TASK BRIEF: Repeat the listing below in full and exactly. Pictures are to be omitted.

━━ RECORDED INFORMATION ━━

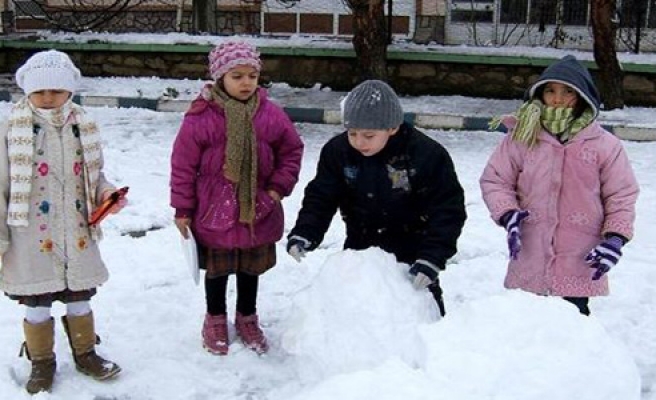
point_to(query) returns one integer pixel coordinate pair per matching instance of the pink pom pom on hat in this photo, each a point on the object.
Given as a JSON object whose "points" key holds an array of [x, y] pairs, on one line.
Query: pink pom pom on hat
{"points": [[228, 55]]}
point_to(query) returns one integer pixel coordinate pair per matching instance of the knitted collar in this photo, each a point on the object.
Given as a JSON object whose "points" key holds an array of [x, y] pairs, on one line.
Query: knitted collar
{"points": [[241, 149], [533, 115]]}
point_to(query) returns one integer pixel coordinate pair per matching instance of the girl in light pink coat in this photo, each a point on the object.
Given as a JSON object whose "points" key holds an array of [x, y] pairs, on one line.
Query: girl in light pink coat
{"points": [[236, 156], [563, 188]]}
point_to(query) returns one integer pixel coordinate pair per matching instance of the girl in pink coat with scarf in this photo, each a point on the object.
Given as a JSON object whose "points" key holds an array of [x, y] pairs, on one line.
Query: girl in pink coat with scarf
{"points": [[235, 157], [563, 188]]}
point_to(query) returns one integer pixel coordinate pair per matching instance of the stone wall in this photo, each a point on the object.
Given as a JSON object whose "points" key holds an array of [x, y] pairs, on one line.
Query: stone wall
{"points": [[339, 73]]}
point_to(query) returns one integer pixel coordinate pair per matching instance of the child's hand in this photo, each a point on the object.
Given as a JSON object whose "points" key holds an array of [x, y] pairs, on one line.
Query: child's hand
{"points": [[605, 256], [512, 221], [274, 195], [183, 226], [120, 204]]}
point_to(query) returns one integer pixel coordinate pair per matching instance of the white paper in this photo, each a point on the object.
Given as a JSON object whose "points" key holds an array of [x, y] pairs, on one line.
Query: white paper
{"points": [[190, 251]]}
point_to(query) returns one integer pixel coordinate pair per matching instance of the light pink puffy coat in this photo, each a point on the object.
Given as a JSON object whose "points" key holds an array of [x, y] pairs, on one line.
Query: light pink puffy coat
{"points": [[575, 193]]}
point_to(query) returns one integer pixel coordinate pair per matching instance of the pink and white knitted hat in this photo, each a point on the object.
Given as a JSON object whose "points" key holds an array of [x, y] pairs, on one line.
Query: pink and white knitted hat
{"points": [[228, 55]]}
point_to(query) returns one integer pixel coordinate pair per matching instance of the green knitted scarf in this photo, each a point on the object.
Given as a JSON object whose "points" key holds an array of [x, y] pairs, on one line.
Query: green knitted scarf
{"points": [[240, 164], [533, 115]]}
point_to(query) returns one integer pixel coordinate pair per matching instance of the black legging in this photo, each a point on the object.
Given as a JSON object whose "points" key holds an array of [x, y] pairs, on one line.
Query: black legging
{"points": [[215, 294], [581, 303]]}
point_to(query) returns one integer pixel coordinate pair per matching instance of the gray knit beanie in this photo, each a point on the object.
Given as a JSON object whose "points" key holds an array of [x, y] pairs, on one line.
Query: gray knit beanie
{"points": [[372, 105]]}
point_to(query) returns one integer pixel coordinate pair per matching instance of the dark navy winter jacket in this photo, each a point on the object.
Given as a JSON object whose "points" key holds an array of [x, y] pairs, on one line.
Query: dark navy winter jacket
{"points": [[406, 199]]}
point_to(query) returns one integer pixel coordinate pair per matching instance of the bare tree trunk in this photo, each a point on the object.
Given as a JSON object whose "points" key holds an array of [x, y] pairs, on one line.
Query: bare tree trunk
{"points": [[605, 54], [370, 37], [203, 16]]}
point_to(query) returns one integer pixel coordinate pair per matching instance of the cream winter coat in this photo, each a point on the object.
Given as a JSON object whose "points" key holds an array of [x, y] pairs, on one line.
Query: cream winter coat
{"points": [[575, 193], [55, 252]]}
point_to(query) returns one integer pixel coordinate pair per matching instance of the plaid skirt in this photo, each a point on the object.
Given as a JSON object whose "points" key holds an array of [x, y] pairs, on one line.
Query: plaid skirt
{"points": [[46, 299], [254, 261]]}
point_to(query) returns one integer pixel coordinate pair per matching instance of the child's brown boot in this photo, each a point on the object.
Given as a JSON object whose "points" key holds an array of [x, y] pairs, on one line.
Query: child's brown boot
{"points": [[82, 338], [38, 345]]}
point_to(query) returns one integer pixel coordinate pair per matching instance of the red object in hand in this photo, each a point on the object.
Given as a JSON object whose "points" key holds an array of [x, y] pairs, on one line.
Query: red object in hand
{"points": [[101, 212]]}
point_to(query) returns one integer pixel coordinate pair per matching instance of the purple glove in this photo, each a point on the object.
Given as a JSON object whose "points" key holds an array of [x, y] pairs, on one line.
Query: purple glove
{"points": [[512, 221], [605, 256]]}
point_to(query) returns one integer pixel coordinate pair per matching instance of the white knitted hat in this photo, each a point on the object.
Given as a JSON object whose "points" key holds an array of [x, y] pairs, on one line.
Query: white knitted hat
{"points": [[48, 70]]}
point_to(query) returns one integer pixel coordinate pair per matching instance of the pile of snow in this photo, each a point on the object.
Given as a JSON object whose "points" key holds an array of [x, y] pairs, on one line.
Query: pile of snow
{"points": [[365, 333], [359, 311]]}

━━━

SOLVED PROBLEM:
point_to(query) returns one integer pixel coordinate pair per matching instance of the pink pom pom on hat in this photo, each a point on the object.
Given as a JSON object whose "points" key holds an array of [x, y] pairs, on one line.
Query: pink pom pom on hat
{"points": [[228, 55]]}
point_to(query) returns one integer pixel coordinate pair per matching instance of the knitted collar in this photo, each a point on the object.
Given as a JSON object whose "points" key holds an array of [x, y] pairs, on one line.
Query: knitted collar
{"points": [[241, 149], [533, 115]]}
point_to(query) returns one integer pixel coordinate pair per matching instance of the girl in light pink coat in this photo, each a point on the object.
Given as a JSON object whose "points" key holds an array of [x, y] pairs, on one line.
Query: girl in light pink coat
{"points": [[236, 156], [563, 188]]}
point_to(query) returns one integer pixel coordinate pair per matching instance of the girl in pink coat with scarf in this photo, each a point on the object.
Given as a JSON object whose "points" key holds an array of [x, y] pairs, on one line.
Query: girl in pink coat with scarf
{"points": [[235, 157], [563, 188]]}
point_to(query) returns one integer pixel coordinate pair per matching instance of the stone wall in this photo, each a point on the object.
Given as a JSON object whose "points" key holds an array of [x, y] pairs, on one line.
Query: stone wall
{"points": [[339, 73]]}
point_to(query) returns one integer pixel coordinate pair per matching instance of the child's hand in this photo, each a point on the object.
Given as a JSON object whose "points" key holds an array of [x, y] pairs, on one line.
Query: child's hand
{"points": [[605, 256], [512, 221], [274, 195], [183, 226], [120, 204]]}
point_to(query) returns one integer pixel coordinate pair per matching instance of the white paper in this photo, each a point on the object.
Given as a JSON object whose "points" key holds an array of [x, y] pairs, on one line.
Query: white paper
{"points": [[190, 251]]}
point_to(query) returns one integer pixel coordinate pair per matching instance of the light pink puffy coat in this photo, each a point on the object.
Given as a JSON object whose "points" key holds an array of [x, y] pairs, on one line.
Query: light pink puffy coat
{"points": [[575, 193]]}
point_to(query) returns one integer pixel coordinate pair per matching instance of the pink and white knitted hat in this photo, each a point on the object.
Given as a JSON object whose "points" key holds an array of [x, y] pairs, on one line.
Query: pink and white knitted hat
{"points": [[228, 55]]}
point_to(query) returns one integer pixel coordinate pair per matching instance of the green knitted scarf in this photo, each a point on the object.
Given as a JSON object whose "points" key holds an array of [x, y] pairs, on one line.
Query: green knitted scarf
{"points": [[240, 164], [533, 115]]}
point_to(query) returns one integer pixel coordinate pair per matching instance of the black legging in this photo, each a point on the object.
Given as a JSON object whose "points" key holds an array of [x, y] pairs, on one line.
Query: black legging
{"points": [[215, 294], [581, 303]]}
point_to(query) returns one integer pixel coordinate pair per matching instance of the gray knit beanie in this photo, each a point on the object.
Given as a JSON object whose "points" key holds an array of [x, y] pairs, on one line.
Query: gray knit beanie
{"points": [[372, 105]]}
point_to(query) returns one integer pixel coordinate pair per matching instance of the dark navy winter jacket in this photo, each a point on the object.
Given as a JSON object whose "points" key holds an array of [x, y] pairs, on one line.
Query: dark navy winter jacket
{"points": [[406, 199]]}
point_to(query) returns one integer pixel coordinate pair per matching instance of the bare tree trunk in this photo, each a point on the object.
Given as a JSON object whose "points" key holds an array of [x, y] pairs, on one line.
Query: bare tree trunk
{"points": [[605, 54], [370, 37], [203, 16]]}
point_to(query) returns one integer pixel coordinate pair per matching instance of the cream winter coat in this photo, each a point on the object.
Given as a JSON object whose "points" key holds an array of [x, y] pairs, on one line.
Query: cream winter coat
{"points": [[575, 193], [55, 252]]}
point_to(query) returns one integer pixel coordinate pair per matching instance of the plaid skirt in this photo, each a point on the object.
Given as a JSON object whose "points" key holds an array of [x, y] pairs, on one line.
Query: plaid skirt
{"points": [[46, 299], [254, 261]]}
point_to(query) returns one integer pixel coordinate pair per matching instance of the child's brown boot in this photo, each a point on the object.
Given as a JSON object whose "points" key holds an array of [x, y] pairs, on one line.
Query: child's brown boot
{"points": [[82, 338], [38, 345]]}
point_to(query) returns one integer pixel coordinate pair per matching instance of the red object in hand in this photo, each a point on the object.
Given as a JSON object whose "points" key holds an array of [x, y] pairs, on one line.
Query: red object in hand
{"points": [[101, 212]]}
point_to(query) returns one integer pixel coordinate pair per matching instance of the purple glove in this photo, each a point on the object.
Given as a JSON object whose "points" key holds an array of [x, y] pairs, on one line.
Query: purple glove
{"points": [[512, 221], [605, 256]]}
point_to(query) returns one integer pixel coordinate pair per matching instance of the white knitted hat in this photo, each a point on the object.
Given as a JSON object whose "points" key holds an array of [x, y] pairs, on one line.
Query: white knitted hat
{"points": [[48, 70]]}
point_to(query) returns one integer pixel coordinate pair per matching instance of the pile of snow in this photo, each a point on the object.
Given as a JSON object whose "points" key holds an array of [x, y] pairs, on one line.
Query: pile of snow
{"points": [[365, 333], [359, 311]]}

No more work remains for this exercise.